Work item: Take the data below. Output it exactly from its first line through the line containing "511L261 516L257 542L267".

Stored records
··········

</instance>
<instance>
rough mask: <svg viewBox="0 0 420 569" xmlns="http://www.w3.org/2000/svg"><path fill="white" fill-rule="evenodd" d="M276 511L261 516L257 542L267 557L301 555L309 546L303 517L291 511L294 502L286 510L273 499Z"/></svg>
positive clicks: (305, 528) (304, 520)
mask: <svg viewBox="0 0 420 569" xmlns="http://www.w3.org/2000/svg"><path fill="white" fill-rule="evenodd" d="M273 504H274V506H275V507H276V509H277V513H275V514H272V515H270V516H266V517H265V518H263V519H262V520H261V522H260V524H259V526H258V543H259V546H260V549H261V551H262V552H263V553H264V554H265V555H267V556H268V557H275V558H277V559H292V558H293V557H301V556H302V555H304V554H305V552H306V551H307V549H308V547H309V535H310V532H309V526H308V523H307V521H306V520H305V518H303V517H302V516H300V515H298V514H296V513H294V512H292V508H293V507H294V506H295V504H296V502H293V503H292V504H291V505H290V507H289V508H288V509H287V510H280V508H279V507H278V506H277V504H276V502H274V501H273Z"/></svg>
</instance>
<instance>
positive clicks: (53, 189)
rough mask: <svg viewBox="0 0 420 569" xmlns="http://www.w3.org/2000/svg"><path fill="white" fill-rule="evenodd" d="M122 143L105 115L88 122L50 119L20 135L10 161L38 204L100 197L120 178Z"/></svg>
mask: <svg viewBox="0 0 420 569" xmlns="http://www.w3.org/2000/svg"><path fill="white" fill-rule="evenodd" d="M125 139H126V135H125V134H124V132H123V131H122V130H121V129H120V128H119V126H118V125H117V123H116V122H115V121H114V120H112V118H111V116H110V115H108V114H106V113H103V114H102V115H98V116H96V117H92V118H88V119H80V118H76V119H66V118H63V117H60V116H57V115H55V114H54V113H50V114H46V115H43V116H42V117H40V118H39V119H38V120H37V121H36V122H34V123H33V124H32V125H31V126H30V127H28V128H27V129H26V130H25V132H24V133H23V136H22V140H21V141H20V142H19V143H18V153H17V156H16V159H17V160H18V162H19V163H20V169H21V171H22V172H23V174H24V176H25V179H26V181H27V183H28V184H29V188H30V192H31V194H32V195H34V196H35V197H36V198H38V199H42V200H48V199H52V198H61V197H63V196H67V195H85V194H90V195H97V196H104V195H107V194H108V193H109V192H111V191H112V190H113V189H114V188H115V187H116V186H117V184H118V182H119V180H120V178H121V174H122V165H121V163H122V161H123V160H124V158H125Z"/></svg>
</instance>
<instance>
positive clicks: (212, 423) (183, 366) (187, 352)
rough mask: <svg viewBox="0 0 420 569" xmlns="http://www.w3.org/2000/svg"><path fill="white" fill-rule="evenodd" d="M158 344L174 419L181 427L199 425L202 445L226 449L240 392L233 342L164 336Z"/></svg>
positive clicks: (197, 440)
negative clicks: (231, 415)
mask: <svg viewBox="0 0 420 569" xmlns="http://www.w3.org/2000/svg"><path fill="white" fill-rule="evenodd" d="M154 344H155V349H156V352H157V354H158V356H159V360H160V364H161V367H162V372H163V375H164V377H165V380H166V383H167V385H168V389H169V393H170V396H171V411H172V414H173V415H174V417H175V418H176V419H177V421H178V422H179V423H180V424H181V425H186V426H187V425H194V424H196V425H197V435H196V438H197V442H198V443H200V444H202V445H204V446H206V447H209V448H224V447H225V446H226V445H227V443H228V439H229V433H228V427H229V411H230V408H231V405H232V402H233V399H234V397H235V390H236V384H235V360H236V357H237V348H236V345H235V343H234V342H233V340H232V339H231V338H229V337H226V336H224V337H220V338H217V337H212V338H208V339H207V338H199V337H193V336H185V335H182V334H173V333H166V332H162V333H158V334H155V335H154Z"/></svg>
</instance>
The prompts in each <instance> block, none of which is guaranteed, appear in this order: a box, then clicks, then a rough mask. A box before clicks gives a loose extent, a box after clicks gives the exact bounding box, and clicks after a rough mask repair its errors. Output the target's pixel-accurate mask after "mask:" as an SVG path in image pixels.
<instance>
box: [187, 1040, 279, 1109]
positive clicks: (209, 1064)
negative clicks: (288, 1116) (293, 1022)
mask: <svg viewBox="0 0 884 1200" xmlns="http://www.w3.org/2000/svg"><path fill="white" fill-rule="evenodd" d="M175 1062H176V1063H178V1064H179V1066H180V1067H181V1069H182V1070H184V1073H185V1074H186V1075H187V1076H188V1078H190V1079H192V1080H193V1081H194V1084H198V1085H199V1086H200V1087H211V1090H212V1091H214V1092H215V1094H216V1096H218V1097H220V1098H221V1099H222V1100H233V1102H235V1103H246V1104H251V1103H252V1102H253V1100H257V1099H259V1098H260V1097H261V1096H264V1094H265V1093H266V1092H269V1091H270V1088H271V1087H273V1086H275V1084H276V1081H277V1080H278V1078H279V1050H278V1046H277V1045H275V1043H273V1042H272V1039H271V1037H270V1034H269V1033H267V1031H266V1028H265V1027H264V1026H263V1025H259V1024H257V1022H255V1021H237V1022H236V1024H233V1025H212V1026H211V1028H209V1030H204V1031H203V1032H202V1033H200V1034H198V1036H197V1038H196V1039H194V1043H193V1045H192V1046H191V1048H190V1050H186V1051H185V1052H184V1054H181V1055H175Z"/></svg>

··········

Expected answer:
</instance>
<instance>
rough mask: <svg viewBox="0 0 420 569" xmlns="http://www.w3.org/2000/svg"><path fill="white" fill-rule="evenodd" d="M276 511L261 516L257 542L267 557L301 555L309 546L303 517L291 511L294 502L286 510L273 499Z"/></svg>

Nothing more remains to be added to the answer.